Exercise:
Please take the entries below from the first line through the line containing "positive clicks: (485, 331)" and repeat them exactly, leaving out everything after.

Record set:
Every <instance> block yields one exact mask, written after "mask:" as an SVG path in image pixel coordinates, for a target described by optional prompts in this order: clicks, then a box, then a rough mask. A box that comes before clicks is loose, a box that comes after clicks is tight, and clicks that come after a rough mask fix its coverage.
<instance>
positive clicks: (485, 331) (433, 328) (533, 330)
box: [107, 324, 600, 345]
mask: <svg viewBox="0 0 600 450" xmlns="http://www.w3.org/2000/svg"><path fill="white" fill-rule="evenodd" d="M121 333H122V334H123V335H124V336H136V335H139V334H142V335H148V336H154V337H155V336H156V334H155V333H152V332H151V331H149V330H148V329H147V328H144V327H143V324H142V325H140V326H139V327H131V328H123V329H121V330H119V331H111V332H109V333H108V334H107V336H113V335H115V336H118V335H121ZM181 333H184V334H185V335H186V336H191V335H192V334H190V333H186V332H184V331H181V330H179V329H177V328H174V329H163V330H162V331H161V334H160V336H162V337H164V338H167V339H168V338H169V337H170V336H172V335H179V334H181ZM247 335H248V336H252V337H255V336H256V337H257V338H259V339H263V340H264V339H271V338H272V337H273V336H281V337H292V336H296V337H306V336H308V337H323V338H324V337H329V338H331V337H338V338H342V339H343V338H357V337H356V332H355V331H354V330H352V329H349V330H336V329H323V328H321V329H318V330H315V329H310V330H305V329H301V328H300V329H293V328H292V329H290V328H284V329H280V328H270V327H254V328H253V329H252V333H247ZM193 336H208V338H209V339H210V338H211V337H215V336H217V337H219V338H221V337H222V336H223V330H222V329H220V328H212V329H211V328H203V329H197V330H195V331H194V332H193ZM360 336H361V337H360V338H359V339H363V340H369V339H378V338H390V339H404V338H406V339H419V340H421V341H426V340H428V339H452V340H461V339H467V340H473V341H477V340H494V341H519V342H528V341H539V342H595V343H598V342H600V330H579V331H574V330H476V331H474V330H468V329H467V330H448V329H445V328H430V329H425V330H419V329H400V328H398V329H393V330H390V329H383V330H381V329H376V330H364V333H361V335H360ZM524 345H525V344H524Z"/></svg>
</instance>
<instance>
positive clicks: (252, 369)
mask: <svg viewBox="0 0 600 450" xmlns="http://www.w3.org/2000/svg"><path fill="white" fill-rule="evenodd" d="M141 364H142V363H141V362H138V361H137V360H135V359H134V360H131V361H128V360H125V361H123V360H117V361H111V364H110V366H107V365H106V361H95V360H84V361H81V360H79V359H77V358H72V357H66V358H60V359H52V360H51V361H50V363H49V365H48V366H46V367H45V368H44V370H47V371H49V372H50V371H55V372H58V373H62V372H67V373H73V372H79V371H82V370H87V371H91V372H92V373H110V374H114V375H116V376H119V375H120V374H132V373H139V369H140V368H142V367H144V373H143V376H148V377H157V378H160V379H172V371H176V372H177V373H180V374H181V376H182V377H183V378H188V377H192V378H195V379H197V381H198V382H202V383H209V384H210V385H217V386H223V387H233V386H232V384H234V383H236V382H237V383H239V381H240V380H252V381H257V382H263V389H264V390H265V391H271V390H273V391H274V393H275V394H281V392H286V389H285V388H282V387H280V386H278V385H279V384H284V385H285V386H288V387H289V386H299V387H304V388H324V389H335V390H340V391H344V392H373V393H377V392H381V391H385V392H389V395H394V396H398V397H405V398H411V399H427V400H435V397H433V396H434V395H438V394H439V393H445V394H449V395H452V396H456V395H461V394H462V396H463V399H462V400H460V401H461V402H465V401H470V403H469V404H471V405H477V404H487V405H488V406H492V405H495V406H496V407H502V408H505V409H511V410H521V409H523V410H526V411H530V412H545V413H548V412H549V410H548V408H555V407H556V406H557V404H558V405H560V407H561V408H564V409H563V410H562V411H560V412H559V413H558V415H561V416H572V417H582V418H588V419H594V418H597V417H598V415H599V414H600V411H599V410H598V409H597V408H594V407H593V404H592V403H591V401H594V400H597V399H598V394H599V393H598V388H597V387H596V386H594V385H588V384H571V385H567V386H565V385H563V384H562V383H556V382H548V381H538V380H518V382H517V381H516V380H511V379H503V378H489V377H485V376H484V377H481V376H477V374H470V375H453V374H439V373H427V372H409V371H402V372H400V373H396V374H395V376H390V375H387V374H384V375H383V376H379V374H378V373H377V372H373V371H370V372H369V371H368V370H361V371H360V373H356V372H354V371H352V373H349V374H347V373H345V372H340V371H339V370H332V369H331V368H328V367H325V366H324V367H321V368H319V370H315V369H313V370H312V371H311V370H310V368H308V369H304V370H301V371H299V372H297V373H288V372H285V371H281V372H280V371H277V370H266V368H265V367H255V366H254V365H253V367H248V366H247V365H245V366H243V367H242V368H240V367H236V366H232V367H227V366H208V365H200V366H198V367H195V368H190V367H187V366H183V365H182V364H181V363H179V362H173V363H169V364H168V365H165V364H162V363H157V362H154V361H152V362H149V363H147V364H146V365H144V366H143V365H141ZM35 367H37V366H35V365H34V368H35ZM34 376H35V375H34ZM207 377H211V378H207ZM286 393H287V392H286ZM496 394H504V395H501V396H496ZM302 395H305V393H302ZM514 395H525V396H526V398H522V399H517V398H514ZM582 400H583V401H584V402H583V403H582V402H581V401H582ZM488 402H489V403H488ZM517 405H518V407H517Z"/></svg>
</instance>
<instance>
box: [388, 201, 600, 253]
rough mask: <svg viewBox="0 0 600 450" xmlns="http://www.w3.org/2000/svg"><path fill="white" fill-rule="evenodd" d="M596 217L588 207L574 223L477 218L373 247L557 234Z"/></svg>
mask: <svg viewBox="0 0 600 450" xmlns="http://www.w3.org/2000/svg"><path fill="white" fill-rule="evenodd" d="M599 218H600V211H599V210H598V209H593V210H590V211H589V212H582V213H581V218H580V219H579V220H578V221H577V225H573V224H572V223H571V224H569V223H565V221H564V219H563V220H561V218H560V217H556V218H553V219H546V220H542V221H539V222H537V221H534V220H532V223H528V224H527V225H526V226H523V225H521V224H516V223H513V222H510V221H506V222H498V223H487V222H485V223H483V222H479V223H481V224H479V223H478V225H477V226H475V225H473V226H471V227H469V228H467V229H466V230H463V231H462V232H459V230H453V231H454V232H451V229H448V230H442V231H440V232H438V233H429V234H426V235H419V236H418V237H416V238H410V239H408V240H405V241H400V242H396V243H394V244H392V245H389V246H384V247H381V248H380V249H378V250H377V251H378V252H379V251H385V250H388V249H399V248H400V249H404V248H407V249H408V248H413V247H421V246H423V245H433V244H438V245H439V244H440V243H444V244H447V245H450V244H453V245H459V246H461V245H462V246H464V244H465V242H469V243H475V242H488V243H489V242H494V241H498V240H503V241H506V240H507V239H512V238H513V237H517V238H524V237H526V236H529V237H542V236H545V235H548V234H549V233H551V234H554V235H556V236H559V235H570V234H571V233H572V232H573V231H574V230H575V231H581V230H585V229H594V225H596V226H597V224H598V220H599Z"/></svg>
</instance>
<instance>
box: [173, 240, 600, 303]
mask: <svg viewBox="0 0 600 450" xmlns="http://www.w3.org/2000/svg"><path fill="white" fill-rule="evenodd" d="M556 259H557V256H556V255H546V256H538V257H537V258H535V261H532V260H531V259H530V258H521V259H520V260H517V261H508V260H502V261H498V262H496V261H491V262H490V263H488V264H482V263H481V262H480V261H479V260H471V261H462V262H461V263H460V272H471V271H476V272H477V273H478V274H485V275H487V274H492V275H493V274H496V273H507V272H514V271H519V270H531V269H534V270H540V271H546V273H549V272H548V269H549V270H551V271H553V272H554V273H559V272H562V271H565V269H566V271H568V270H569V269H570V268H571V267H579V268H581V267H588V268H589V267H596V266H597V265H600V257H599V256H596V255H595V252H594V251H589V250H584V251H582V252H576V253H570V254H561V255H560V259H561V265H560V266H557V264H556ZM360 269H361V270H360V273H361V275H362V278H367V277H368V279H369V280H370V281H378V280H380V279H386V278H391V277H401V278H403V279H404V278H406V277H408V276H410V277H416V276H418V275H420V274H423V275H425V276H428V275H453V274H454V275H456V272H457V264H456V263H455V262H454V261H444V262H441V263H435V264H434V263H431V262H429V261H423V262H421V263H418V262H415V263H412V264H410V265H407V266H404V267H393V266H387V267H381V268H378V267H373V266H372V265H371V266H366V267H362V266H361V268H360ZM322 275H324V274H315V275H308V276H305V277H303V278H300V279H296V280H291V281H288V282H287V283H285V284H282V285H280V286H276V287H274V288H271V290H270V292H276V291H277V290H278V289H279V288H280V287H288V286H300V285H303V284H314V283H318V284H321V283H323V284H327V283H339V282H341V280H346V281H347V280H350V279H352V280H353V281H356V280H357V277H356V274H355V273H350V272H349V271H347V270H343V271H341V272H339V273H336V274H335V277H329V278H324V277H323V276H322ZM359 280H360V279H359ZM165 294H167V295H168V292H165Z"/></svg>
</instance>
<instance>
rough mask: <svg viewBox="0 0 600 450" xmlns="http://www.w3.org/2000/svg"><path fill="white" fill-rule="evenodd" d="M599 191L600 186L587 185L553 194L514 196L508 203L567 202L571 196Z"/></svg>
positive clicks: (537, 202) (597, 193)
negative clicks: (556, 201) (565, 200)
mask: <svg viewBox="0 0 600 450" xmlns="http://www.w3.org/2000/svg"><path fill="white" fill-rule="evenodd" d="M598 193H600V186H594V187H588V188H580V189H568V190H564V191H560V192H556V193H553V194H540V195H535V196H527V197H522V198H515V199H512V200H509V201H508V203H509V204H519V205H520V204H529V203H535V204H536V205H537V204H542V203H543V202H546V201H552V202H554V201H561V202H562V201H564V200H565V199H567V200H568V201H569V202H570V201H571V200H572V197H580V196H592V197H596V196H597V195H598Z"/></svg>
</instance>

Response area:
Every <instance> block yields one exact mask, written after "mask:" as an SVG path in image pixel coordinates, for a target described by optional prompts in this order: clicks, then a box, then a rough mask. A box that comes before clicks is loose, a box that comes after clicks is tight, and clicks that come after a rough mask fix its coverage.
<instance>
positive clicks: (485, 331) (433, 328) (533, 330)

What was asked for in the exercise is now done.